- _The data_
┌──
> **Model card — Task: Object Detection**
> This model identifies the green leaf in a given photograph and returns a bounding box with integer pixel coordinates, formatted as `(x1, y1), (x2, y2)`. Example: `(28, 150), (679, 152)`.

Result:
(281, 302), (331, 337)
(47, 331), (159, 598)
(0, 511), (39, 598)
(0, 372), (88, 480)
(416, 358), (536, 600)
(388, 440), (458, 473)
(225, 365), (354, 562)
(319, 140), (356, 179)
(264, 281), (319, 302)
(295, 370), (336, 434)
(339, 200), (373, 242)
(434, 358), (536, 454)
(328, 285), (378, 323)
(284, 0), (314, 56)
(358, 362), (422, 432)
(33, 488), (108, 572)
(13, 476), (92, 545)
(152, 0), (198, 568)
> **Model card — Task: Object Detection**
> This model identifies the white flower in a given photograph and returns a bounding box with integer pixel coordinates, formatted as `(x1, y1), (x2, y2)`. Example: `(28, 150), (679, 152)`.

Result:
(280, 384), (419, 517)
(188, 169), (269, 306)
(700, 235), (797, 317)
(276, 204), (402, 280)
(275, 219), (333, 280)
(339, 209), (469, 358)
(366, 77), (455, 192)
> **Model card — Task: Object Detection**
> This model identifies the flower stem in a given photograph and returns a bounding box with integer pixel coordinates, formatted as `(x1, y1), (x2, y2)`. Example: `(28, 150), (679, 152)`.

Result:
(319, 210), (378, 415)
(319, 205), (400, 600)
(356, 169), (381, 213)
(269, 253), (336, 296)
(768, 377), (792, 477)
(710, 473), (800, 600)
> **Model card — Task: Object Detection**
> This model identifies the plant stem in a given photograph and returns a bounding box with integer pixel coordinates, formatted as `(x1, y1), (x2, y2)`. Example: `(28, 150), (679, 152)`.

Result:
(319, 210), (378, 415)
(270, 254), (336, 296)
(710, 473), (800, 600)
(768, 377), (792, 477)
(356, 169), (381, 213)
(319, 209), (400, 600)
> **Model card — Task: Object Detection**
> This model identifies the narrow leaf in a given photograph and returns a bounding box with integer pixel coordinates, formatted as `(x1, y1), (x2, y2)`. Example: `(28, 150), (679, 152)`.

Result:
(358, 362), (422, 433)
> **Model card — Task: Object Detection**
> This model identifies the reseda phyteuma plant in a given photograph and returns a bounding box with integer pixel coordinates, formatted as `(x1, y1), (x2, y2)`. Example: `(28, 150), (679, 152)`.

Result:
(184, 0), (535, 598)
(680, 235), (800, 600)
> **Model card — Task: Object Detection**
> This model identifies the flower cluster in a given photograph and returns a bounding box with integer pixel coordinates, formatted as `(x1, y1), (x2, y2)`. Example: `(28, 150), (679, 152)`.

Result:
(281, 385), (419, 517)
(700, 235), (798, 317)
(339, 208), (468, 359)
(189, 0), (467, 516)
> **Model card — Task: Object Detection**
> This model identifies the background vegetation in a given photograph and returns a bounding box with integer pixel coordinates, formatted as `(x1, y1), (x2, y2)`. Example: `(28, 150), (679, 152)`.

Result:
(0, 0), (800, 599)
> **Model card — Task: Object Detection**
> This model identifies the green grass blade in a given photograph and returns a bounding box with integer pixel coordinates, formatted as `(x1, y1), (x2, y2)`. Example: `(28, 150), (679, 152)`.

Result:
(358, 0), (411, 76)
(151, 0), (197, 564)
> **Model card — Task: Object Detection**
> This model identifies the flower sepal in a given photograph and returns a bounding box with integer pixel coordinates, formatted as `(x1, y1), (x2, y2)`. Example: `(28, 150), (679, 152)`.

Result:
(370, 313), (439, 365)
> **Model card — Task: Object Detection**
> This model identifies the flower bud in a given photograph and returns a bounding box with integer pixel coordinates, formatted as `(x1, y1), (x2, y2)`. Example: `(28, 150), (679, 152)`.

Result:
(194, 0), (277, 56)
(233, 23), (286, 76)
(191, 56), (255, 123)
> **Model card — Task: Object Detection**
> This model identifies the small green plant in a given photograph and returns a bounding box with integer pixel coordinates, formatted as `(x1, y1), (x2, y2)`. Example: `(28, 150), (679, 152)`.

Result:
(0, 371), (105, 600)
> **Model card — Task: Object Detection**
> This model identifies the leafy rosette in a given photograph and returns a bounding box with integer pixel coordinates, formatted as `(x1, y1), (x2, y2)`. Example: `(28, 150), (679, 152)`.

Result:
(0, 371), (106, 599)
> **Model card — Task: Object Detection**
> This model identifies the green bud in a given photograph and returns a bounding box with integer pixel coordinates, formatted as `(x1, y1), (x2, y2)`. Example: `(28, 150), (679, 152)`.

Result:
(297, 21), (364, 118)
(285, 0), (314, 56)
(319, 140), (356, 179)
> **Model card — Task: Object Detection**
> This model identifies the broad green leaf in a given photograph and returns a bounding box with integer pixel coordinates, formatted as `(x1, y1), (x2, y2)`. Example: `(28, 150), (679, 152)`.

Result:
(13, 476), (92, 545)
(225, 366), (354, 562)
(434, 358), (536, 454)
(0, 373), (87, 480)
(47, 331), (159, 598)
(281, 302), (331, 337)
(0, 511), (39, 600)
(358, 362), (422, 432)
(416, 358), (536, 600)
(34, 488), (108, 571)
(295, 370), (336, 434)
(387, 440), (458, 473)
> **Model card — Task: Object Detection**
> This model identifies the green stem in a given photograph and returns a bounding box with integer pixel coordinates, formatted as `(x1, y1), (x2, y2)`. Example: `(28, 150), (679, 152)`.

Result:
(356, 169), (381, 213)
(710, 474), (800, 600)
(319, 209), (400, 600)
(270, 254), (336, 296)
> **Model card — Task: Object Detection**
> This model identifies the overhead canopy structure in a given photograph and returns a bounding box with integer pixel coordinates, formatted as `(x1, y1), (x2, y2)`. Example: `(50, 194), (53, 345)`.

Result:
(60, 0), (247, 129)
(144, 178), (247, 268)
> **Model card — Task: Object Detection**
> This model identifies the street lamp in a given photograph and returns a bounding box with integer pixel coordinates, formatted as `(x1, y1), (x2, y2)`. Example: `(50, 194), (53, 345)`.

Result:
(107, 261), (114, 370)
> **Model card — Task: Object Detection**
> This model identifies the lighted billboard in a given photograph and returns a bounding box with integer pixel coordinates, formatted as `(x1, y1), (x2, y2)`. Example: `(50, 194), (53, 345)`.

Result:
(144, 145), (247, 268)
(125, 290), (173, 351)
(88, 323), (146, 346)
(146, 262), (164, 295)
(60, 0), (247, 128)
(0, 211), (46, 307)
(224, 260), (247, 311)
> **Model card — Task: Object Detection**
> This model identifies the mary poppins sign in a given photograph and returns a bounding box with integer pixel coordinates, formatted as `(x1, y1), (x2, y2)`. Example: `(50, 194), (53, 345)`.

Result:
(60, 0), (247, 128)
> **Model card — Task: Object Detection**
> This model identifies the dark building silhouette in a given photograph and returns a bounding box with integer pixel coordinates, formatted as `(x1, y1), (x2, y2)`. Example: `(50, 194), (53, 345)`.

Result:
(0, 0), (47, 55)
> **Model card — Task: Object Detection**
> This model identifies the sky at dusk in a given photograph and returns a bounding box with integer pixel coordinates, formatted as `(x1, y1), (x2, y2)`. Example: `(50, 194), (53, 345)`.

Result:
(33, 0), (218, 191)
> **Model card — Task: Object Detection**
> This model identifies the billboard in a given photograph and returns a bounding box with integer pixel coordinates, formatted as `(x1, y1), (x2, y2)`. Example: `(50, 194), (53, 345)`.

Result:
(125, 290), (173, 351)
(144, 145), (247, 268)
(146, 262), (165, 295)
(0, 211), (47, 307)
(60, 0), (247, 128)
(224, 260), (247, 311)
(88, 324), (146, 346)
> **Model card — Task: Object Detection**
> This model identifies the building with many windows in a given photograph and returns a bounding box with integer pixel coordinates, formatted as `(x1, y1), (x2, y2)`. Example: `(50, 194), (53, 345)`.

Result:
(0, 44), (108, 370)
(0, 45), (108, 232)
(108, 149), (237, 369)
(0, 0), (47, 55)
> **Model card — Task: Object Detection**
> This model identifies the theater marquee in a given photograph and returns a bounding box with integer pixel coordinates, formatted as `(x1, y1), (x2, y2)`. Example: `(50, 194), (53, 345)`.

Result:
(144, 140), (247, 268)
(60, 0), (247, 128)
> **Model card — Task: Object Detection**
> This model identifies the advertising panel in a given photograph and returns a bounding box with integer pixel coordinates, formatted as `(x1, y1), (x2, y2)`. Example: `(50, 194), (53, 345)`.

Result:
└──
- _Your goal_
Please recast the lines from the first one through the line containing "(0, 511), (39, 598)" as a two-column CSV with the headers card and result. Give one row for each card text paired with its coordinates, and put each value in a single quoted field with line breaks replaced by spaces.

- _Exercise result_
card,result
"> **Model card — Task: Object Detection** > This model identifies the green leaf in a given photograph and returns a bounding box with integer pixel coordinates, formatted as `(x1, y1), (x2, y2)`. Example: `(28, 150), (679, 152)`. Result:","(281, 302), (331, 337) (47, 331), (159, 598) (0, 511), (39, 598)"